Passage given:
Why we incurred this kind of huge hardware hit was basically a couple of things. One is we need to support different granularities. This is mostly for SREs and application developers to triage if there is an issue, so you need data at one-minute granularity. But as you grow towards a larger number of days in your query, one-minute granularity doesn’t hold up anymore, so you need to move to 15 minutes. If you’re querying historical data over 15 days or three weeks, even 15-minute granularity starts to slow down and you need one-hour granularity. We were doing real-time ingest for all three granularities so that all three are available for triaging and for availability when people query for a long time. The highest in terms of capacity consumers were the middle managers and historical nodes, and this is per region. With this in consideration, the daily reindexing I was talking about earlier was needed because, if you were to do another real-time ingest for one-day granularity, it would again incur at least 25 percent more hardware than what we are presenting here, which could be a huge challenge.
There were other challenges. For example, there will be special days like seasonal traffic, or some application is doing bad logging. Of course we have protection in place for the system not to take any bad logging, but it’s a feedback loop, so we still have to let the traffic into Druid for some time to calculate that there is a huge surge in some kind of cardinality. Let’s say somebody decided to put item IDs or seller IDs on their applications’ events, and that suddenly increases the cardinality. For that to be calculated, we have to go to Druid, calculate it for a certain period, see that this application is exceeding some threshold we have, and then it has to be a feedback loop. So that kind of bad logging, if it happens on multiple applications, would definitely take a hit on Druid’s real-time processing. So resources always have to be kept over-allocated so we don’t have problems like these affecting everybody else.
Second is too many moving parts. There are five different components we need to run to operate Druid, and if any of these go wrong, however Druid is advertised so that none of these causes a single point of failure, in reality, while operating, if more than one of these things go wrong in different collocations, that would still pose a problem, and we have seen that in our experience. Additional deep storage also needs to be configured for higher availability. If you want to bring down historical nodes for some reason, let’s say the Kubernetes platform is not available for some time and the nodes running historical went down and the disk was taken out, you don’t have any context of historical data, because there is no cross-regional talk between two different Druid clusters. So you need to configure a highly available deep store for data to be retrieved in case something goes wrong with historicals. And higher granular temporal aggregations need reindexing, like I explained earlier, where we needed at least 25 percent more hardware if we were to do real time for one-day granular indexing.

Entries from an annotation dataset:
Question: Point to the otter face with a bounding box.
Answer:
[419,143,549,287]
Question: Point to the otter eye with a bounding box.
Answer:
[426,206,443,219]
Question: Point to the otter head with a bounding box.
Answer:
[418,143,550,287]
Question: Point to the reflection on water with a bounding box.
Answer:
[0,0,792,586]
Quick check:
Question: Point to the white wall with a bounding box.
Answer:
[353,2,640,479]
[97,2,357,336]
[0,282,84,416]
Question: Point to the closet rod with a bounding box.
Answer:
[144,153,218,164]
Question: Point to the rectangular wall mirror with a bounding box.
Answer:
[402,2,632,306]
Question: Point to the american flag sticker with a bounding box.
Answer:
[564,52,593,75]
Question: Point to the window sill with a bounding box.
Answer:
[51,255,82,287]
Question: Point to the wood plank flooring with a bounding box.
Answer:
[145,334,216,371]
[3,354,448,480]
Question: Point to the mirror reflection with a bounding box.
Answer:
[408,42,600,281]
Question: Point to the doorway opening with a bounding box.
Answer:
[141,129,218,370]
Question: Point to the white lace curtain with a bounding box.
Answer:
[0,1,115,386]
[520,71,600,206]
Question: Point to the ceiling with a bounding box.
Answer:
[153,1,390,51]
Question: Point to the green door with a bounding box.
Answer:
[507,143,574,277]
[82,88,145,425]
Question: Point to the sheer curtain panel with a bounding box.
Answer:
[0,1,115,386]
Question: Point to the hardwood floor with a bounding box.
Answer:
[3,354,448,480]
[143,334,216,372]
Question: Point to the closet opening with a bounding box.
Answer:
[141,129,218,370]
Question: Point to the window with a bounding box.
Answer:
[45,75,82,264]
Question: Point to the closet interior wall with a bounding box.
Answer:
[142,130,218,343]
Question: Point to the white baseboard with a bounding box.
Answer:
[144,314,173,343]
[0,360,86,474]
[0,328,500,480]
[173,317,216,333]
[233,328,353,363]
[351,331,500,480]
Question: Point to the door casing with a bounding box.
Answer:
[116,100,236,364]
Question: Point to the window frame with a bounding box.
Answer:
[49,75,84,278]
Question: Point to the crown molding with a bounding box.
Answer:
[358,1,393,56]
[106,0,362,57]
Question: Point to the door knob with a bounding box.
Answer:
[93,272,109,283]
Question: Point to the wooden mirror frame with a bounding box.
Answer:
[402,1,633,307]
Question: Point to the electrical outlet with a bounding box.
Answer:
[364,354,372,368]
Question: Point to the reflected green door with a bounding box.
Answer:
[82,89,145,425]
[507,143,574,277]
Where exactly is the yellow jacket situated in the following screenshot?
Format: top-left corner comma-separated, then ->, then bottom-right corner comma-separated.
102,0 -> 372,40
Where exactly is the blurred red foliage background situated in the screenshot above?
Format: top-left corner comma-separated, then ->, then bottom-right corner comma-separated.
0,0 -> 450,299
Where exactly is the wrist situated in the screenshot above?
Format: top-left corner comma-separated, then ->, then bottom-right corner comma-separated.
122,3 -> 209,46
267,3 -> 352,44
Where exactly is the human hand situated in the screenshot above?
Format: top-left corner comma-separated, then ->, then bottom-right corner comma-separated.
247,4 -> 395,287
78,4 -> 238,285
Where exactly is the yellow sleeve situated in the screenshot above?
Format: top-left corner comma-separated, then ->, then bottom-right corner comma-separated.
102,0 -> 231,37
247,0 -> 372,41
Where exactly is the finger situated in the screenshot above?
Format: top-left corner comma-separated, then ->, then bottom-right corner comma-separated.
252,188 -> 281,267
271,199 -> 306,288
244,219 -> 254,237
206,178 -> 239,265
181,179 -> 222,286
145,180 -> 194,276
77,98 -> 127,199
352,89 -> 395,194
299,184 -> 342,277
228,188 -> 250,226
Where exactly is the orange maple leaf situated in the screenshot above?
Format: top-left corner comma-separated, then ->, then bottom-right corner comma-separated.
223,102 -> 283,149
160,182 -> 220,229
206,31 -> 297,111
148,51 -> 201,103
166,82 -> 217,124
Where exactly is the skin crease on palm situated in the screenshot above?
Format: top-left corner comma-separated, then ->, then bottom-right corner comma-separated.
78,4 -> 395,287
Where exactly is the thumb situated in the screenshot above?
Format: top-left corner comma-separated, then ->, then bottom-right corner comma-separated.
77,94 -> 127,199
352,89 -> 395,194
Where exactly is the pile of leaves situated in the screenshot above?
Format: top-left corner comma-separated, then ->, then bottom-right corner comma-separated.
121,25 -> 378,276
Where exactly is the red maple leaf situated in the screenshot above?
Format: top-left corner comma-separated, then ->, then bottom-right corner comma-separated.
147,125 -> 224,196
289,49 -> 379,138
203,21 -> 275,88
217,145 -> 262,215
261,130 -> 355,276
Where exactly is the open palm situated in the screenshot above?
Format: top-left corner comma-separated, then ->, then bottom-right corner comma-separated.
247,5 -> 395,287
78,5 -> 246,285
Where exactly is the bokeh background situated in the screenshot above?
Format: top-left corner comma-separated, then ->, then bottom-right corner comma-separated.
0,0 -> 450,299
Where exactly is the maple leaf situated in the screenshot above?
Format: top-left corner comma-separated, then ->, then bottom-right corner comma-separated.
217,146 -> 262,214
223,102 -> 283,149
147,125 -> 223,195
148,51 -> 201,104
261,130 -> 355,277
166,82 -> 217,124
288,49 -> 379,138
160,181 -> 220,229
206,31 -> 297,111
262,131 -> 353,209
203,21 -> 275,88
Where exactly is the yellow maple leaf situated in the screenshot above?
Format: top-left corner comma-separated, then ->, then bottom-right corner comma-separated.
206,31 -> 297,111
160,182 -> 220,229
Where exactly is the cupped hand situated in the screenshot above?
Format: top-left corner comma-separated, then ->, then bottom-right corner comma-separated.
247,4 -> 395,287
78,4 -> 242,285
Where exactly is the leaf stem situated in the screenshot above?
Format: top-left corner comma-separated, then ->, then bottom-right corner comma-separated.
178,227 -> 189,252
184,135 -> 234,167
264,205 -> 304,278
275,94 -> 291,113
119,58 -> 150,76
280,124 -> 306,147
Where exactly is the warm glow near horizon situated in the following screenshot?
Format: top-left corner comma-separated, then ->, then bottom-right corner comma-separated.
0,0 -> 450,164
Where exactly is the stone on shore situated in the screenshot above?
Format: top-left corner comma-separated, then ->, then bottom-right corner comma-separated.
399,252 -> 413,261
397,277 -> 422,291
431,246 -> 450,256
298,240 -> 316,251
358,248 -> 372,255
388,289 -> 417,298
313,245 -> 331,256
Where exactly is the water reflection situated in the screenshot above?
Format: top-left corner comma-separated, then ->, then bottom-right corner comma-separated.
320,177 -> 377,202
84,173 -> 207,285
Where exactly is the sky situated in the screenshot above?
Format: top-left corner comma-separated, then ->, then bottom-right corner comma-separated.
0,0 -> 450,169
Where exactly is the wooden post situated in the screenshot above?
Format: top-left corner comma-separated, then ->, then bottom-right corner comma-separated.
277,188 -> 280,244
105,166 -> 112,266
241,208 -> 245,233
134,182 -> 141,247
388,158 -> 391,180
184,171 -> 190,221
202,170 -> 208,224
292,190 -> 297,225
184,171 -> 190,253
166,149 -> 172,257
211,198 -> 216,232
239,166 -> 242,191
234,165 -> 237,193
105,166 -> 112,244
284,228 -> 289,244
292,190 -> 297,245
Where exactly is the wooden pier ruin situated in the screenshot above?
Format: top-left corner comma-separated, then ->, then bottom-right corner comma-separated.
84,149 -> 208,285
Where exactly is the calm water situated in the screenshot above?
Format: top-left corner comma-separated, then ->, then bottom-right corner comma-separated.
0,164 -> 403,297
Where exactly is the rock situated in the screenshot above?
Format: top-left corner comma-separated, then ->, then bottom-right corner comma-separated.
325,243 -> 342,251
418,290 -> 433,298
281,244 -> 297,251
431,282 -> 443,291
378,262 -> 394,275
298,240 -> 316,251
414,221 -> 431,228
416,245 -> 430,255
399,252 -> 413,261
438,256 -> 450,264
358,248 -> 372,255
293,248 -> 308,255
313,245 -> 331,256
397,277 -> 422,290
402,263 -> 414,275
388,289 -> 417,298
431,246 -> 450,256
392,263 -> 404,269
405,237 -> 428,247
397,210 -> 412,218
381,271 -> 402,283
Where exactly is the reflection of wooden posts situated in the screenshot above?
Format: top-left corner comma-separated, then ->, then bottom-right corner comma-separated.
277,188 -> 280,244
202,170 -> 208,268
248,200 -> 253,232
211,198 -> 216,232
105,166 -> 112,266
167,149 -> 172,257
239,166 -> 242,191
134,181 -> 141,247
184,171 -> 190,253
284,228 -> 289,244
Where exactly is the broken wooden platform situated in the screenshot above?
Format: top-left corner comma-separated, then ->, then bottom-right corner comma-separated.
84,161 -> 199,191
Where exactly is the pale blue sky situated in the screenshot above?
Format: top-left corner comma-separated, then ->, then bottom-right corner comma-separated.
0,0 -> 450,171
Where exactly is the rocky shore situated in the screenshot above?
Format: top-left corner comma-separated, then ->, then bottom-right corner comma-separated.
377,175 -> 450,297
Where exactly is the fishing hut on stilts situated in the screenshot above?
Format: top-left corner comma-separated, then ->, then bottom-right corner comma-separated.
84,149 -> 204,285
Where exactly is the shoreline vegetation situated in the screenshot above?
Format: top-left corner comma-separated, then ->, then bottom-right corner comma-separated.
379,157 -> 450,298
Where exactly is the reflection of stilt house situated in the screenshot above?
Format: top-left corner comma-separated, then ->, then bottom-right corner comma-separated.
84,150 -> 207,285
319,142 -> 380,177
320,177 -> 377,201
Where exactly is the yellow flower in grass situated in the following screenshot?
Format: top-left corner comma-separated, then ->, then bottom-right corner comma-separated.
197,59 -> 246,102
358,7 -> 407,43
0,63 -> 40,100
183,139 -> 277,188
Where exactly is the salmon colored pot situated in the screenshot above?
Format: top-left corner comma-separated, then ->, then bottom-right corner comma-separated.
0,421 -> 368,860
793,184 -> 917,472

Written tasks:
- 1) Do these statements agree with the Druid passage? Answer yes or no for each, and quote the deciding words. (a) Real-time ingest was run for all three granularities. (b) Druid clusters in different regions share historical data with each other. (c) Operating Druid requires five different components.
- 2) According to the Druid passage, which parts were the highest capacity consumers in each region?
These entries are separate material with no connection to the Druid passage.

Results of the exercise:
- 1)
(a) Yes: "We were doing real-time ingest for all three granularities"
(b) No: "there is no cross-regional talk between two different Druid clusters"
(c) Yes: "There are five different components we need to run to operate Druid"

- 2) The middle managers and historical nodes.